* Goal:
Lay out the rows below as a Markdown table with the columns Number and Line, covering everything from the line containing "Mark every instance of the layered" through the end of the rows, both ends included. Skip any blank lines.

(Object position labeling rows)

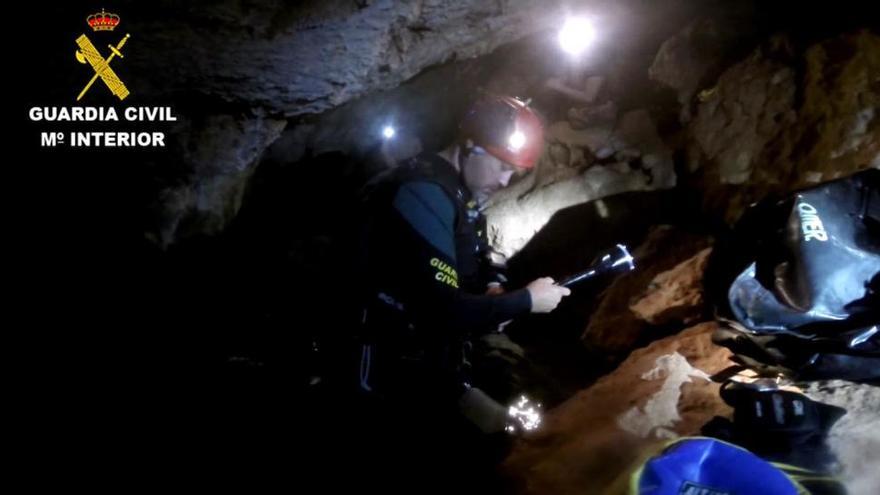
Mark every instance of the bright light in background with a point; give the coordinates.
(388, 132)
(576, 35)
(517, 140)
(526, 416)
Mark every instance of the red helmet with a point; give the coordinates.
(506, 128)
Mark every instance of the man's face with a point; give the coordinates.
(484, 174)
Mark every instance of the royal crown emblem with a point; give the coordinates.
(103, 21)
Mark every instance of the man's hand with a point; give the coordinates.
(546, 294)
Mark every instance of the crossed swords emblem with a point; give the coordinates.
(87, 53)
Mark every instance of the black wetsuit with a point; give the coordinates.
(427, 271)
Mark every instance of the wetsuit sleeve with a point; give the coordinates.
(428, 246)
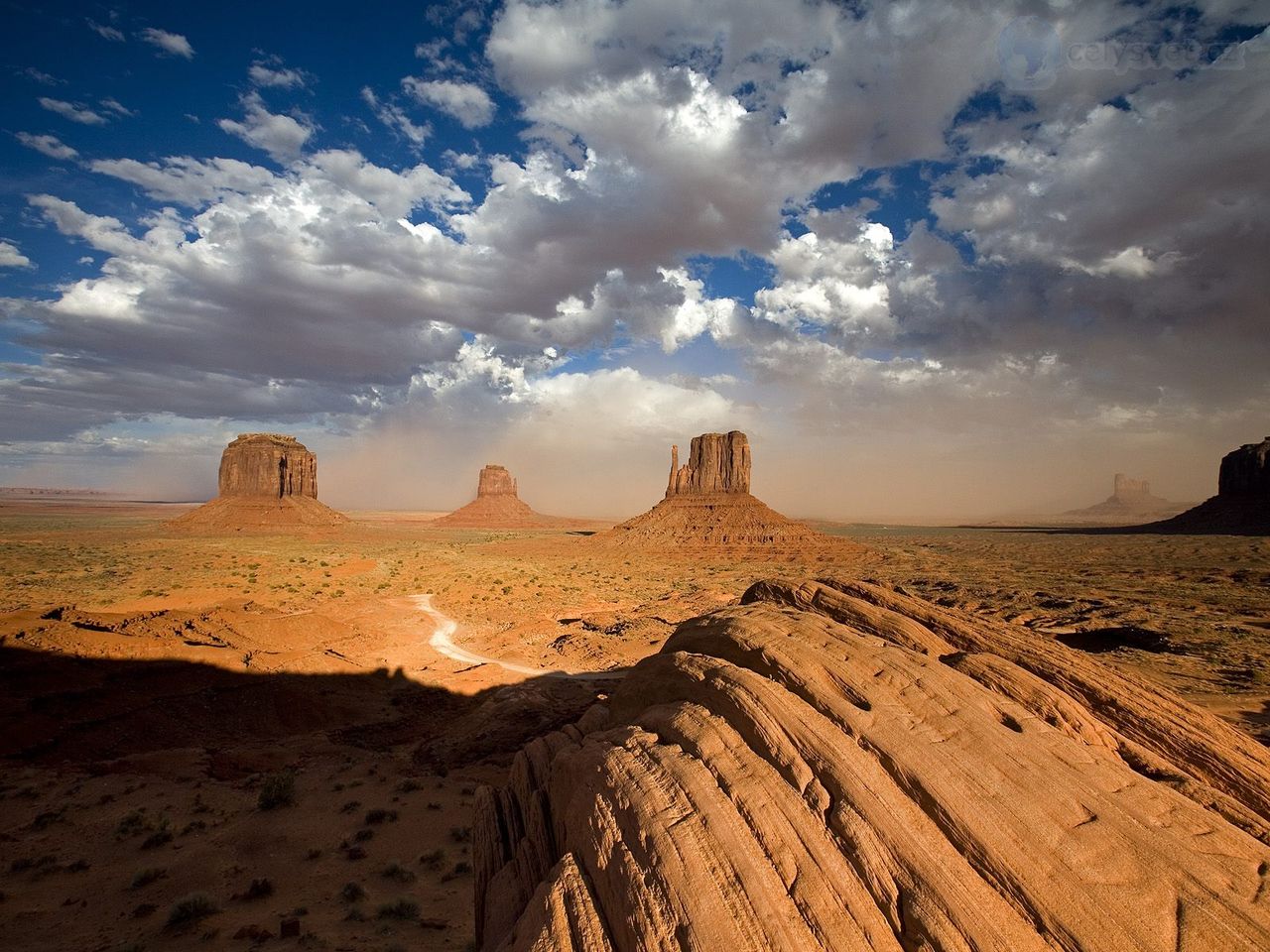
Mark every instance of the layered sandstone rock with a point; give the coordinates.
(707, 504)
(495, 481)
(834, 766)
(716, 463)
(497, 506)
(1246, 471)
(1129, 500)
(267, 481)
(1242, 503)
(268, 465)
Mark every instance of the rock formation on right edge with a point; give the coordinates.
(1242, 503)
(707, 503)
(834, 766)
(497, 506)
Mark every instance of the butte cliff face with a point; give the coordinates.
(835, 766)
(707, 503)
(268, 465)
(717, 462)
(267, 480)
(497, 506)
(1242, 503)
(1129, 500)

* Written solution:
| Number | Line |
|---|---|
| 1 | Mark every instance of the layered sandstone rock with a point; give the coordinates. |
| 2 | (707, 504) |
| 3 | (495, 481) |
| 4 | (834, 766) |
| 5 | (716, 463) |
| 6 | (497, 506) |
| 7 | (1246, 471) |
| 8 | (1129, 500) |
| 9 | (267, 481) |
| 10 | (1242, 503) |
| 11 | (268, 465) |
| 12 | Mark every instance of the rock formation on right edge with a point; give the coordinates. |
| 13 | (1242, 503) |
| 14 | (707, 503) |
| 15 | (834, 766) |
| 16 | (497, 506) |
| 17 | Mark every instance of the butte cliff face with a point; give the coordinates. |
| 18 | (835, 766) |
| 19 | (707, 503) |
| 20 | (268, 465) |
| 21 | (717, 462) |
| 22 | (267, 480) |
| 23 | (497, 506) |
| 24 | (1242, 503) |
| 25 | (1129, 500) |